_REQUIREMENT_. Can you switch every "combine them" in the lines below to "merge them" and give all the lines back with nothing else altered?

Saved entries
*****
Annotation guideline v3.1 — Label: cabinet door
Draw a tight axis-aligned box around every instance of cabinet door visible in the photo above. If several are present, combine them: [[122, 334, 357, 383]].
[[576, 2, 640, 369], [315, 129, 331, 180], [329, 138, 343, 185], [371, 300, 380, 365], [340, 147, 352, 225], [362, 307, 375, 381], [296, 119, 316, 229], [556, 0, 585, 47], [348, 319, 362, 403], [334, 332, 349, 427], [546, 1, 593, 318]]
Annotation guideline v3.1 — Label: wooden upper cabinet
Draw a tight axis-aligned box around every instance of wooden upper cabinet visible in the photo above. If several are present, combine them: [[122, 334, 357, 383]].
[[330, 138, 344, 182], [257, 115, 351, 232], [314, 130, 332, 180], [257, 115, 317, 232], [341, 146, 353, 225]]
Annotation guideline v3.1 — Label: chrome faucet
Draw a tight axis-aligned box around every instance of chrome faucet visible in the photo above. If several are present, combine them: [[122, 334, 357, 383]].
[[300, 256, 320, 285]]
*****
_THE RESULT_.
Annotation guideline v3.1 — Label: cabinet door
Draw a tight axis-aligned box around every instance of cabinet door visible in the photo above. If several are present, merge them: [[122, 334, 357, 383]].
[[576, 2, 640, 369], [315, 129, 331, 180], [329, 138, 343, 185], [371, 300, 380, 365], [340, 147, 352, 225], [362, 307, 375, 381], [296, 119, 316, 229], [556, 0, 585, 47], [348, 319, 362, 403], [334, 332, 349, 427], [546, 1, 593, 318]]
Annotation guideline v3.1 — Label: wooden upper cabinet
Draw a tight axis-aligned box around every instance of wooden upper cabinet visible in the photo above. If several are present, merge them: [[122, 334, 357, 383]].
[[330, 138, 344, 182], [257, 115, 351, 232], [314, 130, 332, 180], [257, 115, 317, 232], [341, 146, 353, 225]]
Annotation guideline v3.1 — Label: chrome faucet
Draw a tight axis-aligned box around every instance of chrome faucet visible in the photo above. If several are present, merge them: [[122, 334, 357, 383]].
[[300, 256, 320, 285]]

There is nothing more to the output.